(TRY IT):
Give the number of lines below with "green" in them, leaving out anything else.

(MATERIAL FOR THIS TASK):
+ + +
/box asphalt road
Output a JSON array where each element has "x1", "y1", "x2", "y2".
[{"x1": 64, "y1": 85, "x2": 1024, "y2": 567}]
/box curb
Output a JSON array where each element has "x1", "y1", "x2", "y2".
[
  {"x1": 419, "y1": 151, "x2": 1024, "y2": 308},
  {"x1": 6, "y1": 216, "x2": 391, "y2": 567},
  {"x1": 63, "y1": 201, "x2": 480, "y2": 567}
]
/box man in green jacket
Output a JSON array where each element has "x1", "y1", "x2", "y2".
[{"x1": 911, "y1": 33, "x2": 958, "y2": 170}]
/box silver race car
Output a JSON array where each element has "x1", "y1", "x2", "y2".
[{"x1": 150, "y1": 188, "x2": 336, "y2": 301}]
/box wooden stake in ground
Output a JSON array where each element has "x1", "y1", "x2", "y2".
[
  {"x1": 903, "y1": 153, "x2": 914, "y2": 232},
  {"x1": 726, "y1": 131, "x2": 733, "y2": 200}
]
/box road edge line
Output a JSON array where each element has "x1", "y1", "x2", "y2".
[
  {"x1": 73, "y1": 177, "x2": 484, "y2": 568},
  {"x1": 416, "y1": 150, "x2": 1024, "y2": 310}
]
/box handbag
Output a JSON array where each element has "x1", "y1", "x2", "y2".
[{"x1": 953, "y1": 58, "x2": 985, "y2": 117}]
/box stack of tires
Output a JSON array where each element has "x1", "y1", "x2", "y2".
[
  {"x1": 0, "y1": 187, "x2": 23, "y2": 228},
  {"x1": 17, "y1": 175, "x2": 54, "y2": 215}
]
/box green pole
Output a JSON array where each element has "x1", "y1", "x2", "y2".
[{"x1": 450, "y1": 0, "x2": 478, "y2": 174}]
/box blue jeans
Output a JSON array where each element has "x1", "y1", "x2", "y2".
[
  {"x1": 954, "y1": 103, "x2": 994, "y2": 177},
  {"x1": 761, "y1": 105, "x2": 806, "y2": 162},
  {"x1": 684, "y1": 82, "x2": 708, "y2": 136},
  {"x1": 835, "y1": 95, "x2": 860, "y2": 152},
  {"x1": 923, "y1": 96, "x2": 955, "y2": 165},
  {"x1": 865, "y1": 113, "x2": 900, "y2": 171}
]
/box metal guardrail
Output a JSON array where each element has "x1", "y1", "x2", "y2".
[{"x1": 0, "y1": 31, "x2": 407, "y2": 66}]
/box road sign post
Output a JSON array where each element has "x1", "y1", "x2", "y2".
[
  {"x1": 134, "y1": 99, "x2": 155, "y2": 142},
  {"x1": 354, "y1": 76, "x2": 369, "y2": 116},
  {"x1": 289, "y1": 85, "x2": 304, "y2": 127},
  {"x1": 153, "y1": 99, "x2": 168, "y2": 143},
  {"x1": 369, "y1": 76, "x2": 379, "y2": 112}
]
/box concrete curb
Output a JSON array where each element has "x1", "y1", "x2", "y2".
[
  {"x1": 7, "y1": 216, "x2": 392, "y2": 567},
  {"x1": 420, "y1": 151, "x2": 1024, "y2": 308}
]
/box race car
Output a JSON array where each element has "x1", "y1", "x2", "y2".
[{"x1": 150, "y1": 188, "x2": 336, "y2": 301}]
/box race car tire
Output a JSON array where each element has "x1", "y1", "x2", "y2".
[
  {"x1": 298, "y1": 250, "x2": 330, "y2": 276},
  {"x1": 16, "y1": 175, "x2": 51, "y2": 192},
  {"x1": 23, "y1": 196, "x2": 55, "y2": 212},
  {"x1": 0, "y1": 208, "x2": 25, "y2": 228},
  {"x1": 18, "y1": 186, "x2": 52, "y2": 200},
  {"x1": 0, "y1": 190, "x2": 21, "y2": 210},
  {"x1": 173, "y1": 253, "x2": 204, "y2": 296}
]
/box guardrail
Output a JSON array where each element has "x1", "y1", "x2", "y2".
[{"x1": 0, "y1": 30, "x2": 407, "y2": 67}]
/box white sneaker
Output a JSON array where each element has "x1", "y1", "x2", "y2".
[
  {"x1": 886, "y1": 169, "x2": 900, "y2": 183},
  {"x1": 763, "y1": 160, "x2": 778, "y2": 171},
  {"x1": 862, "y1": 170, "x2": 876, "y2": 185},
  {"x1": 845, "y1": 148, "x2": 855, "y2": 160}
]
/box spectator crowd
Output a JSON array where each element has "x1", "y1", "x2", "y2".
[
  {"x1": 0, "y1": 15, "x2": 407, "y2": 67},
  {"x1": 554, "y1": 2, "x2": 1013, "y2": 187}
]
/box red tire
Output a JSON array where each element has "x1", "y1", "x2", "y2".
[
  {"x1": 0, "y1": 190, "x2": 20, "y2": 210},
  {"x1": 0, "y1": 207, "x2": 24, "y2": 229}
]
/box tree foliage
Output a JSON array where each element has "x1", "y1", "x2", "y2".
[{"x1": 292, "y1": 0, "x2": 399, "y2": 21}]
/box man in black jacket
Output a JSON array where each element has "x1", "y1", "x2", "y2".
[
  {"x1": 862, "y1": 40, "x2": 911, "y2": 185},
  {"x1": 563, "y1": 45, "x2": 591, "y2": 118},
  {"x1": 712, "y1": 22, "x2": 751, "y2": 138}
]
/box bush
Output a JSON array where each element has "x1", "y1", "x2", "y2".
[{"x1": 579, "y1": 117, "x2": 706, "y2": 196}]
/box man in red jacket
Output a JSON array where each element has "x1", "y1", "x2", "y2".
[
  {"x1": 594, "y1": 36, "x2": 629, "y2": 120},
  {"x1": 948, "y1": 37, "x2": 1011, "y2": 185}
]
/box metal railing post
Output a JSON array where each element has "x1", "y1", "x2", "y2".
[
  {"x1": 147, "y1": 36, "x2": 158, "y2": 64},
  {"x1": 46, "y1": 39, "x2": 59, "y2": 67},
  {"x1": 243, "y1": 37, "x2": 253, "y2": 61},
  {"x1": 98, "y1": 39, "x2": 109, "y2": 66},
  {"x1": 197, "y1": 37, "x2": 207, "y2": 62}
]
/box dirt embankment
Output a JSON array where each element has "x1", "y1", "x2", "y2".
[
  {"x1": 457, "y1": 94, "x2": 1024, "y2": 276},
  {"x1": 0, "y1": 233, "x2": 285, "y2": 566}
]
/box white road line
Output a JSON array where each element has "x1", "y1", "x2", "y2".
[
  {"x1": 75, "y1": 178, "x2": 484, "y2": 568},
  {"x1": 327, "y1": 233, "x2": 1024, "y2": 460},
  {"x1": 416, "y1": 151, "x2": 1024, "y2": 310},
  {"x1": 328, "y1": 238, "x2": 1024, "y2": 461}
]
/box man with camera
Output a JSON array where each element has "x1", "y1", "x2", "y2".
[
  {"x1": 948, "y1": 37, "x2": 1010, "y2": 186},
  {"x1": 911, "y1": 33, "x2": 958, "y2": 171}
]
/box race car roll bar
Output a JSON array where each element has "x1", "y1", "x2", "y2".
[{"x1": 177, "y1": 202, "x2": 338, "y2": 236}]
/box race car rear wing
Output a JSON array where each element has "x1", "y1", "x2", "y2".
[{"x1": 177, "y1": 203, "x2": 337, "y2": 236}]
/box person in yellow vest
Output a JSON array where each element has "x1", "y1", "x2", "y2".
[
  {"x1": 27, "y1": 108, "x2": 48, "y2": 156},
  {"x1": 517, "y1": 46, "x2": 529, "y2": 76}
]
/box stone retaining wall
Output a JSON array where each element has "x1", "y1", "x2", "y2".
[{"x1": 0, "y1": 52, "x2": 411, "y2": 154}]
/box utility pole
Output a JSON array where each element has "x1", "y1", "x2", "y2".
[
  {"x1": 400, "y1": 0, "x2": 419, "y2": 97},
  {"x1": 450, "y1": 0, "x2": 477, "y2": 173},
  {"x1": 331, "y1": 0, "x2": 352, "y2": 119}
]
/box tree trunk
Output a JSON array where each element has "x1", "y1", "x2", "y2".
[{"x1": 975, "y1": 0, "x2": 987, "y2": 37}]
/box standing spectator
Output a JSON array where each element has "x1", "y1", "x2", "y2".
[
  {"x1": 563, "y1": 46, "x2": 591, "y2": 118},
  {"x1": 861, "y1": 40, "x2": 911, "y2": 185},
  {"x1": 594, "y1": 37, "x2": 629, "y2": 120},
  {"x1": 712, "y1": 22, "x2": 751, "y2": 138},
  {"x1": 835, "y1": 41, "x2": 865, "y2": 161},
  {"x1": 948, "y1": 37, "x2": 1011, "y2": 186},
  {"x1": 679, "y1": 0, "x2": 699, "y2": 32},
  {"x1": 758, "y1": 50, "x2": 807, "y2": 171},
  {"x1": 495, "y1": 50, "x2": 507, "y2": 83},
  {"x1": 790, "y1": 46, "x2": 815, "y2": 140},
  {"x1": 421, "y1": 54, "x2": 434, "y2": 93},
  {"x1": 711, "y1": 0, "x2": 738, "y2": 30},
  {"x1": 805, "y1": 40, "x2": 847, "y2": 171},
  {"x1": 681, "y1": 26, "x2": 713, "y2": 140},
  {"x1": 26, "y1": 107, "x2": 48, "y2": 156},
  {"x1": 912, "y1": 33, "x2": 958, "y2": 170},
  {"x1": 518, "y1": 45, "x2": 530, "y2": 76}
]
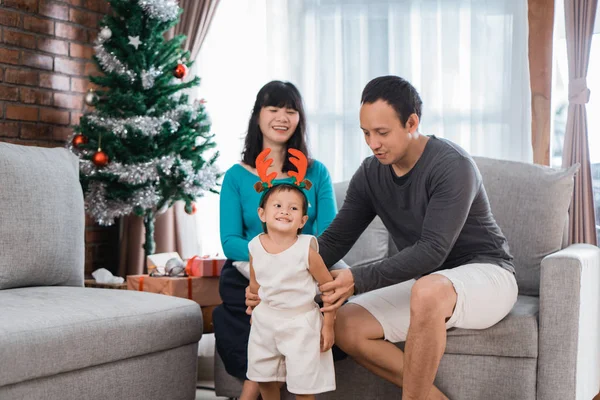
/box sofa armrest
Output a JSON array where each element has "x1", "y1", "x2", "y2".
[{"x1": 537, "y1": 244, "x2": 600, "y2": 400}]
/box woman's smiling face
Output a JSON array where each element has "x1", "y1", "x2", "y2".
[{"x1": 258, "y1": 106, "x2": 300, "y2": 148}]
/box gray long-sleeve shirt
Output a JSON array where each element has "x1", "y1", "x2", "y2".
[{"x1": 317, "y1": 136, "x2": 515, "y2": 294}]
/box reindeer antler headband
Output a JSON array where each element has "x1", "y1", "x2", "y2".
[{"x1": 254, "y1": 148, "x2": 313, "y2": 196}]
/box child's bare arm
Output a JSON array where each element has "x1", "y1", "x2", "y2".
[
  {"x1": 249, "y1": 255, "x2": 260, "y2": 294},
  {"x1": 308, "y1": 247, "x2": 334, "y2": 289},
  {"x1": 308, "y1": 248, "x2": 335, "y2": 320},
  {"x1": 247, "y1": 255, "x2": 260, "y2": 316},
  {"x1": 308, "y1": 247, "x2": 336, "y2": 351}
]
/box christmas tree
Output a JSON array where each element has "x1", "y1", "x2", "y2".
[{"x1": 69, "y1": 0, "x2": 219, "y2": 258}]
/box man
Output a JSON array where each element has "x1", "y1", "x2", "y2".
[
  {"x1": 316, "y1": 76, "x2": 518, "y2": 400},
  {"x1": 247, "y1": 75, "x2": 518, "y2": 400}
]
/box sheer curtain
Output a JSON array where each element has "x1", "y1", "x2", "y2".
[
  {"x1": 195, "y1": 0, "x2": 532, "y2": 254},
  {"x1": 194, "y1": 1, "x2": 274, "y2": 255},
  {"x1": 267, "y1": 0, "x2": 532, "y2": 181}
]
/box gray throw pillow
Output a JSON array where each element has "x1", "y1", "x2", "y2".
[
  {"x1": 0, "y1": 142, "x2": 85, "y2": 289},
  {"x1": 473, "y1": 156, "x2": 578, "y2": 296}
]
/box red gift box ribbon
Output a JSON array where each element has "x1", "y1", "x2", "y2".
[
  {"x1": 186, "y1": 255, "x2": 221, "y2": 277},
  {"x1": 201, "y1": 255, "x2": 220, "y2": 276},
  {"x1": 210, "y1": 259, "x2": 219, "y2": 276}
]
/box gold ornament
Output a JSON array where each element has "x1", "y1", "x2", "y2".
[{"x1": 84, "y1": 89, "x2": 98, "y2": 106}]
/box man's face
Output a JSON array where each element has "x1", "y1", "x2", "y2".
[
  {"x1": 258, "y1": 189, "x2": 308, "y2": 234},
  {"x1": 359, "y1": 100, "x2": 415, "y2": 166}
]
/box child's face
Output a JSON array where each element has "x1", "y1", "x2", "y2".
[{"x1": 258, "y1": 189, "x2": 308, "y2": 235}]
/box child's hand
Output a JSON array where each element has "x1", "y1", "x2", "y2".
[
  {"x1": 245, "y1": 286, "x2": 261, "y2": 310},
  {"x1": 320, "y1": 323, "x2": 334, "y2": 352}
]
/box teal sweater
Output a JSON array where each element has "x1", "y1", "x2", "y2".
[{"x1": 220, "y1": 161, "x2": 337, "y2": 261}]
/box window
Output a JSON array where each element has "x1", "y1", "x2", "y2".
[
  {"x1": 280, "y1": 0, "x2": 532, "y2": 181},
  {"x1": 194, "y1": 0, "x2": 533, "y2": 254}
]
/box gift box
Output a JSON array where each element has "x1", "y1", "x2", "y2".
[
  {"x1": 146, "y1": 252, "x2": 185, "y2": 276},
  {"x1": 185, "y1": 255, "x2": 226, "y2": 277},
  {"x1": 126, "y1": 275, "x2": 221, "y2": 306}
]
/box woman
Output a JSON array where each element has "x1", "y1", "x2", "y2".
[{"x1": 213, "y1": 81, "x2": 337, "y2": 400}]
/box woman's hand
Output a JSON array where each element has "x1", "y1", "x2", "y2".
[
  {"x1": 245, "y1": 285, "x2": 261, "y2": 315},
  {"x1": 319, "y1": 269, "x2": 355, "y2": 312}
]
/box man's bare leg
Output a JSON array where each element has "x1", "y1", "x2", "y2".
[
  {"x1": 335, "y1": 304, "x2": 447, "y2": 399},
  {"x1": 403, "y1": 275, "x2": 457, "y2": 400},
  {"x1": 240, "y1": 380, "x2": 261, "y2": 400},
  {"x1": 258, "y1": 382, "x2": 280, "y2": 400}
]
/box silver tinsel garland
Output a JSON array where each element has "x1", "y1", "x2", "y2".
[
  {"x1": 141, "y1": 66, "x2": 162, "y2": 89},
  {"x1": 138, "y1": 0, "x2": 180, "y2": 22},
  {"x1": 84, "y1": 161, "x2": 219, "y2": 225},
  {"x1": 86, "y1": 181, "x2": 161, "y2": 225},
  {"x1": 79, "y1": 155, "x2": 178, "y2": 185},
  {"x1": 85, "y1": 104, "x2": 198, "y2": 138},
  {"x1": 180, "y1": 164, "x2": 219, "y2": 197},
  {"x1": 94, "y1": 30, "x2": 136, "y2": 83},
  {"x1": 87, "y1": 114, "x2": 177, "y2": 138}
]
+ + +
(SOLUTION):
2